▸ SET PROBLEM A
Count the lines in the listing below that contain the word "facade", treating case as significant. Give only the number.

THIS NOTE AND THE COMMON SHARES ISSUABLE
UPON CONVERSION OF THIS NOTE HAVE NOT
BEEN REGISTERED UNDER THE SECURITIES ACT OF
1933, AS AMENDED, OR ANY STATE
SECURITIES LAWS. THIS NOTE AND THE COMMON
SHARES ISSUABLE UPON CONVERSION OF
THIS NOTE MAY NOT BE SOLD, OFFERED FOR
SALE, PLEDGED OR HYPOTHECATED IN THE
ABSENCE OF AN EFFECTIVE REGISTRATION
STATEMENT AS TO THIS NOTE UNDER SAID ACT
AND ANY APPLICABLE STATE SECURITIES LAWS OR
AN OPINION OF COUNSEL REASONABLY
SATISFACTORY TO ADAL GROUP, INC. THAT SUCH
REGISTRATION IS NOT REQUIRED.
SECURED CONVERTIBLE TERM NOTE
FOR VALUE RECEIVED, ADAL GROUP, INC., a Delaware corporation
(the
"Company"), hereby promises to pay to
LAURUS MASTER FUND, LTD., c/o M&C
Corporate Services Limited, P.O. Box 309
GT, Ugland House, South Church Street,
George Town, Grand Cayman, Cayman Islands,
Fax: 345-949-8080 (the "Holder") or
its registered assigns or successors in
interest, on order, the sum of One
Million Five Hundred Dollars ($1,500,000),
together with any accrued and unpaid
interest hereon, on June 29, 2008 (the
"Maturity Date") if not sooner paid. The
original principal amount of this Note,
subject to amortizing payments pursuant
to Section 1.2 hereof is hereinafter
referred to as the "Principal Amount".

▸ SUPPLIED DATA
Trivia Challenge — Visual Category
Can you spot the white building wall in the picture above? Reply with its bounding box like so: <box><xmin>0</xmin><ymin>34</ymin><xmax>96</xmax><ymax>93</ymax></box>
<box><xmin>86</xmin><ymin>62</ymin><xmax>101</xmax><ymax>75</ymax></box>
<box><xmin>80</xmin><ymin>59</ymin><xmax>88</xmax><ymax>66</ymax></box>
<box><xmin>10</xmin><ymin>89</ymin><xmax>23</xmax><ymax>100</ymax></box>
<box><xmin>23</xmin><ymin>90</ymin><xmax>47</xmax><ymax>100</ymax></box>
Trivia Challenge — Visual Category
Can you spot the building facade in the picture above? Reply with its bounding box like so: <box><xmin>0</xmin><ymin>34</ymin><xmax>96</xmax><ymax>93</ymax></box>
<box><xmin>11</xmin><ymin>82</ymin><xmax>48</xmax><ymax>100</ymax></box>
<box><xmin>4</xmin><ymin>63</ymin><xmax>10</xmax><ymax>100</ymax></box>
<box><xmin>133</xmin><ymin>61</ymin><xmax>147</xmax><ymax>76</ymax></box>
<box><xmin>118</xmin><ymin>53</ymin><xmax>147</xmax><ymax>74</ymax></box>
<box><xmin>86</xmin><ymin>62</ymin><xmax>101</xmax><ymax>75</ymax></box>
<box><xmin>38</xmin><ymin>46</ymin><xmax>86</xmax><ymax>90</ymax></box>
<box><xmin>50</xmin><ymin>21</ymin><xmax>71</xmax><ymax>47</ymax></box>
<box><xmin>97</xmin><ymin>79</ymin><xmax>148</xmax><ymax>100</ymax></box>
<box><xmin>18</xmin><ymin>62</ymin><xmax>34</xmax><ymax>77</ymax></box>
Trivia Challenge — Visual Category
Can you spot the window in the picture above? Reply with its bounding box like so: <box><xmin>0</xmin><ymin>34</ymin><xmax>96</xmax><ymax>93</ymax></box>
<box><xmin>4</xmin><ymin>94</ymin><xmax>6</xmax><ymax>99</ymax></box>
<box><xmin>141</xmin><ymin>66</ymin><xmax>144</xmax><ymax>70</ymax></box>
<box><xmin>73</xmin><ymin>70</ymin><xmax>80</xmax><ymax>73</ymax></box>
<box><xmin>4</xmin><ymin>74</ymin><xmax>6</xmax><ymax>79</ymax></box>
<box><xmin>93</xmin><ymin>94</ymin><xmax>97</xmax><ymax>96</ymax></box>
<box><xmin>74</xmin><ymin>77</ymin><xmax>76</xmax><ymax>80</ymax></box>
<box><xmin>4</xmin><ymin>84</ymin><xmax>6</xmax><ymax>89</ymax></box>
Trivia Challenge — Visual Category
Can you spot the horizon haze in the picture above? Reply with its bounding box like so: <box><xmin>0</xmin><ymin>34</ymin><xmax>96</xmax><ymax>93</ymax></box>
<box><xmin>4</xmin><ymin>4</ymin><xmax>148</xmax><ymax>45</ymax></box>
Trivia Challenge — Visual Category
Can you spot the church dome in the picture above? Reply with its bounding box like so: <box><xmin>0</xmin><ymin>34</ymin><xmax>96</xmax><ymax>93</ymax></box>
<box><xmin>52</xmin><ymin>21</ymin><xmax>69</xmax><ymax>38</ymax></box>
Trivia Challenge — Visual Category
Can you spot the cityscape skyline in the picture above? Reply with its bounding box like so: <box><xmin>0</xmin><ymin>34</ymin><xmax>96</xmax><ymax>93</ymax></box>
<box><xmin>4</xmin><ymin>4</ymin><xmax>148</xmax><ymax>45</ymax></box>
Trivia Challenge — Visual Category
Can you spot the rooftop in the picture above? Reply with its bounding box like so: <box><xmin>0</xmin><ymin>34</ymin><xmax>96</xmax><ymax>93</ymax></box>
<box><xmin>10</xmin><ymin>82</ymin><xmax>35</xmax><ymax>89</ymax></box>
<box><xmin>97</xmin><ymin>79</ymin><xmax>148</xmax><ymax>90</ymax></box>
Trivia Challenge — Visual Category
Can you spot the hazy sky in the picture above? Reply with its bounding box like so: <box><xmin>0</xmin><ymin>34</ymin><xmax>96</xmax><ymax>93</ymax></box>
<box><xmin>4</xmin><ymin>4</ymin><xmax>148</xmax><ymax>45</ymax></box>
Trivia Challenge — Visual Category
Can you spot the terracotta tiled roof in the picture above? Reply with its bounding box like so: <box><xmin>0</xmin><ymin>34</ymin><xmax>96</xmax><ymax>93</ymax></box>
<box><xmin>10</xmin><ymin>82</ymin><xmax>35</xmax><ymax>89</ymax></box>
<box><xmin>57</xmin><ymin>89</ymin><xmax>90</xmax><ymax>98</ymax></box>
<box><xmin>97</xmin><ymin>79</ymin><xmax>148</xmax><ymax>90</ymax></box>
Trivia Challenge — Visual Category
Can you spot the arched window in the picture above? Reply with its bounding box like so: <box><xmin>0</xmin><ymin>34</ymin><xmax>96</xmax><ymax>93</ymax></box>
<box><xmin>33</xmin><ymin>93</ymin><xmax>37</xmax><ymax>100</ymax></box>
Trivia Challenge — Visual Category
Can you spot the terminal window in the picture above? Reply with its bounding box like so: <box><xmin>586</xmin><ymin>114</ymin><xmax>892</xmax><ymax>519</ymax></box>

▸ SET PROBLEM B
From the note excerpt above, copy the passage that begins with "THIS NOTE AND THE COMMON SHARES" and ends after "IS NOT REQUIRED.", with no changes.

▸ PROBLEM SOLUTION A
1

▸ PROBLEM SOLUTION B
THIS NOTE AND THE COMMON SHARES ISSUABLE
UPON CONVERSION OF THIS NOTE HAVE NOT
BEEN REGISTERED UNDER THE SECURITIES ACT OF
1933, AS AMENDED, OR ANY STATE
SECURITIES LAWS. THIS NOTE AND THE COMMON
SHARES ISSUABLE UPON CONVERSION OF
THIS NOTE MAY NOT BE SOLD, OFFERED FOR
SALE, PLEDGED OR HYPOTHECATED IN THE
ABSENCE OF AN EFFECTIVE REGISTRATION
STATEMENT AS TO THIS NOTE UNDER SAID ACT
AND ANY APPLICABLE STATE SECURITIES LAWS OR
AN OPINION OF COUNSEL REASONABLY
SATISFACTORY TO ADAL GROUP, INC. THAT SUCH
REGISTRATION IS NOT REQUIRED.